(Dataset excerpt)
+ + + + +
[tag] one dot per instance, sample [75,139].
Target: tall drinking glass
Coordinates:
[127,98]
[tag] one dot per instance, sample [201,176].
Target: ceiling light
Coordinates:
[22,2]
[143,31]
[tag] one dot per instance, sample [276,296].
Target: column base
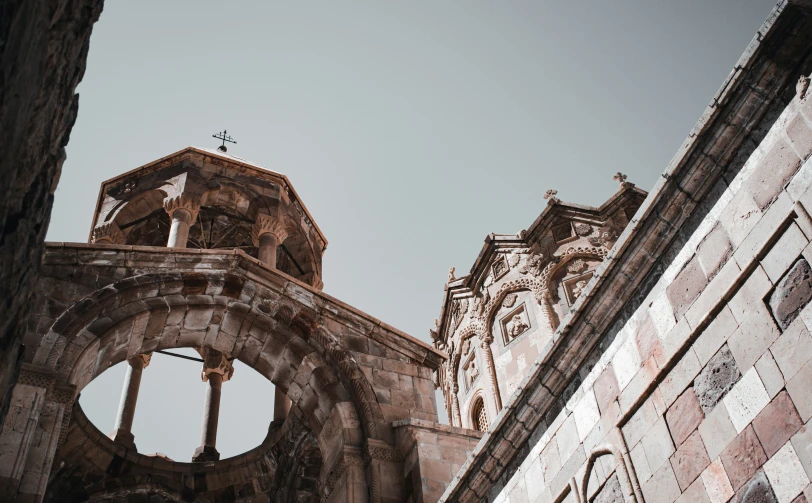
+ + + + +
# Short task
Transcribe all of the material above line for line, without any changes, and leave the pictures out of your answer.

# Written response
[tag] one dot per instance, sample [75,139].
Target: tall drinking glass
Coordinates:
[127,98]
[tag] one dot per instance, sample [201,176].
Target: ceiling light
Coordinates:
[22,2]
[143,31]
[tag] one dot per instance, sample [276,296].
Target: column base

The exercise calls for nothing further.